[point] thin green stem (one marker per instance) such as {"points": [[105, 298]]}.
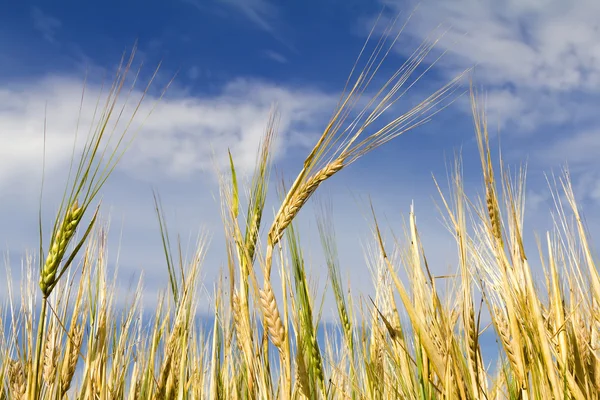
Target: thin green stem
{"points": [[34, 389]]}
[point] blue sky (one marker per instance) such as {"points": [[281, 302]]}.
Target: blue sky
{"points": [[538, 62]]}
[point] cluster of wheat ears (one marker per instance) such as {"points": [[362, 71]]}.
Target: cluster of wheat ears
{"points": [[406, 341]]}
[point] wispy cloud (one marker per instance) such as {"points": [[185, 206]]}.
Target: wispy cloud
{"points": [[46, 24], [275, 56], [178, 140], [538, 62], [260, 12]]}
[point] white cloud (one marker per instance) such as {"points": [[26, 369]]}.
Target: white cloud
{"points": [[261, 12], [46, 24], [177, 140], [275, 56], [538, 44], [531, 56]]}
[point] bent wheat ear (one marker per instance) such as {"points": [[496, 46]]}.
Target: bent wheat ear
{"points": [[58, 247]]}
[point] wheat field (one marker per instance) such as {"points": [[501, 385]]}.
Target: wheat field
{"points": [[62, 336]]}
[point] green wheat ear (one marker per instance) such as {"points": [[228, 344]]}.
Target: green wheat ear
{"points": [[58, 248]]}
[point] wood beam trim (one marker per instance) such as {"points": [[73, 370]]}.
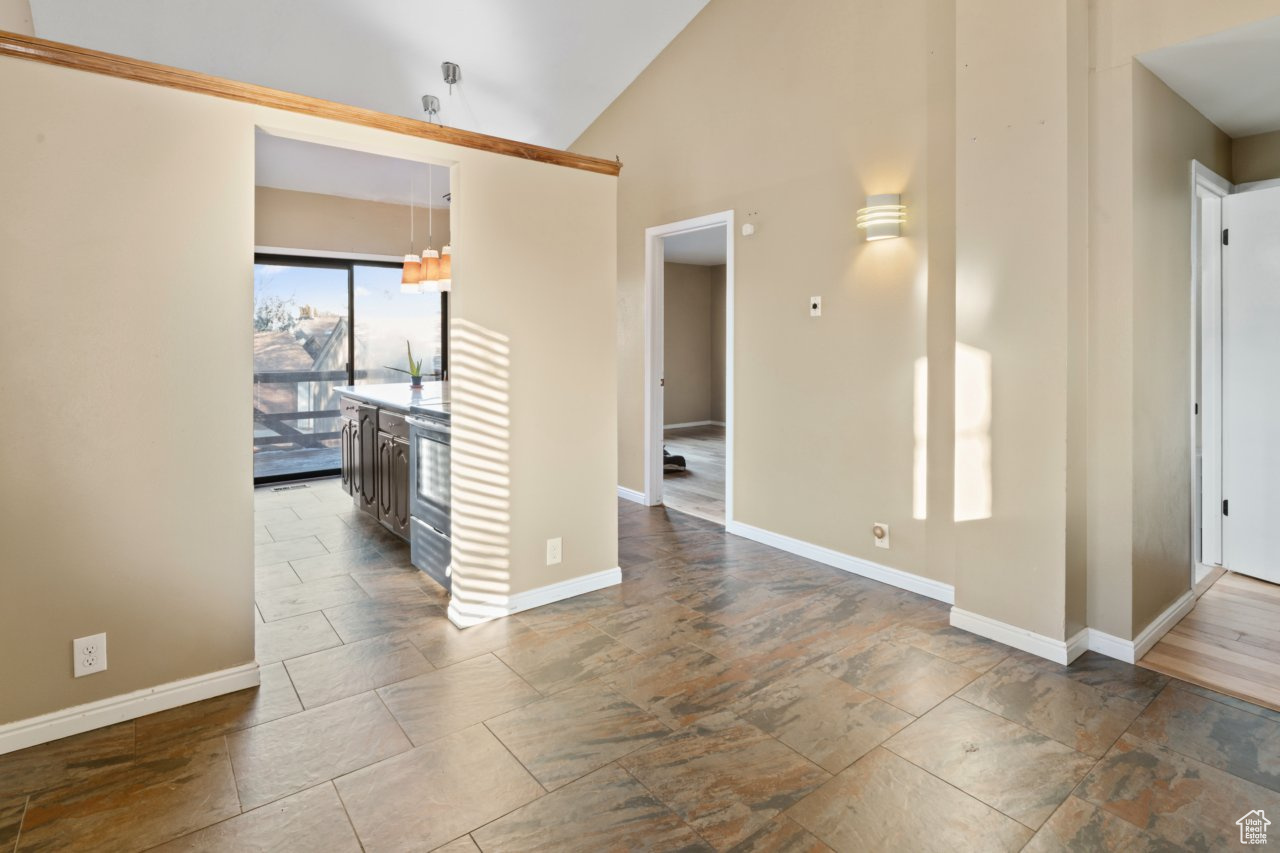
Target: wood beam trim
{"points": [[100, 63]]}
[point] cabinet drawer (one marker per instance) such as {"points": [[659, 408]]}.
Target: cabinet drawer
{"points": [[389, 422]]}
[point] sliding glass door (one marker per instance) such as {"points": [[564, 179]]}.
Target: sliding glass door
{"points": [[304, 350], [389, 322]]}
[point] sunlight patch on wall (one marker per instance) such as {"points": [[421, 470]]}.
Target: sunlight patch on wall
{"points": [[920, 461], [972, 436], [973, 433]]}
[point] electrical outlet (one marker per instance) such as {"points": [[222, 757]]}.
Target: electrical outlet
{"points": [[88, 655]]}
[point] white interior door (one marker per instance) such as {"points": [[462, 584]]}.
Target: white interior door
{"points": [[1251, 383]]}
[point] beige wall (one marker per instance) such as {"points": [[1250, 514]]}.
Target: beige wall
{"points": [[1133, 539], [1256, 158], [288, 219], [1046, 229], [1168, 135], [848, 118], [1018, 196], [717, 334], [16, 17], [129, 509], [693, 315]]}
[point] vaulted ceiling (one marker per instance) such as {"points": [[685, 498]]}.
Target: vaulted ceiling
{"points": [[536, 71], [1232, 77]]}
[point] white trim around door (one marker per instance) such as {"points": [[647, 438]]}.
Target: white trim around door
{"points": [[1207, 191], [653, 337]]}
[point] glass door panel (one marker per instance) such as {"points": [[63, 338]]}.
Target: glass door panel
{"points": [[385, 319], [301, 354]]}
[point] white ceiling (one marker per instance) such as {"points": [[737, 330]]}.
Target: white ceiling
{"points": [[704, 247], [531, 71], [1232, 77], [306, 167]]}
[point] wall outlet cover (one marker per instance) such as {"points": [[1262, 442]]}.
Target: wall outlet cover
{"points": [[88, 655]]}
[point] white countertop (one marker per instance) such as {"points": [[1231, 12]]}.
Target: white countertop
{"points": [[400, 396]]}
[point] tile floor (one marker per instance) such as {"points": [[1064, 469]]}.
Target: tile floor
{"points": [[726, 696]]}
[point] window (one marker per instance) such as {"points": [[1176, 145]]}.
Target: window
{"points": [[304, 350]]}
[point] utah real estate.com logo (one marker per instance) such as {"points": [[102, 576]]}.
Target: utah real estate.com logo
{"points": [[1253, 828]]}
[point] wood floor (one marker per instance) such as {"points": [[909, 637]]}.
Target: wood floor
{"points": [[1229, 643], [700, 488]]}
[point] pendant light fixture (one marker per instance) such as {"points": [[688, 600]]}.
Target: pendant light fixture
{"points": [[412, 274], [430, 264]]}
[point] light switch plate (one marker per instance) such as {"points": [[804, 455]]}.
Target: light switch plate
{"points": [[88, 655]]}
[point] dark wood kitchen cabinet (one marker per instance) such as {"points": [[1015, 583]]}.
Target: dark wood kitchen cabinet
{"points": [[393, 483], [374, 445]]}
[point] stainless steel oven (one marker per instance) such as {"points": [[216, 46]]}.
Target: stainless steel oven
{"points": [[430, 525]]}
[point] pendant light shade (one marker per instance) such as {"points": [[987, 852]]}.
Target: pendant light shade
{"points": [[412, 276], [430, 265]]}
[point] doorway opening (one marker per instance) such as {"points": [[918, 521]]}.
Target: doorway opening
{"points": [[1188, 108], [329, 309], [689, 382]]}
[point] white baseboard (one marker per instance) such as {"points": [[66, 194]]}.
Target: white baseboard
{"points": [[1132, 651], [118, 708], [630, 495], [1051, 649], [538, 597], [846, 562], [1111, 646]]}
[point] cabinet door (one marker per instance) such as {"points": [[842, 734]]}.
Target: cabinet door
{"points": [[348, 465], [400, 486], [366, 478], [385, 463]]}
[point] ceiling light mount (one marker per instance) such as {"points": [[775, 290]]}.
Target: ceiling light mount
{"points": [[452, 74], [432, 106]]}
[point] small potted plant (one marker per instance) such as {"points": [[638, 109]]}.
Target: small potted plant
{"points": [[415, 368]]}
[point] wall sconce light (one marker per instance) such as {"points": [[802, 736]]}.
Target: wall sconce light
────────────────────
Task requirements ▸
Rewrite the lines from the one containing "[point] cabinet door" through the end of the records, requests included, offsetting every point coordinate in the answers by +149.

In response ▸
[point] cabinet door (one marker per instance) such as {"points": [[842, 734]]}.
Target: cabinet door
{"points": [[497, 614], [549, 635], [515, 627], [534, 612]]}
[point] ceiling light mount (one marker per instance) such as {"points": [[775, 290]]}.
Target: ceiling light mount
{"points": [[601, 223], [581, 255]]}
[point] small potted plant (one marker per instance) such as {"points": [[638, 109]]}.
Target: small potted plant
{"points": [[564, 517]]}
[point] wall sconce light (one marker per instance) such as {"points": [[802, 736]]}.
Target: wall sconce light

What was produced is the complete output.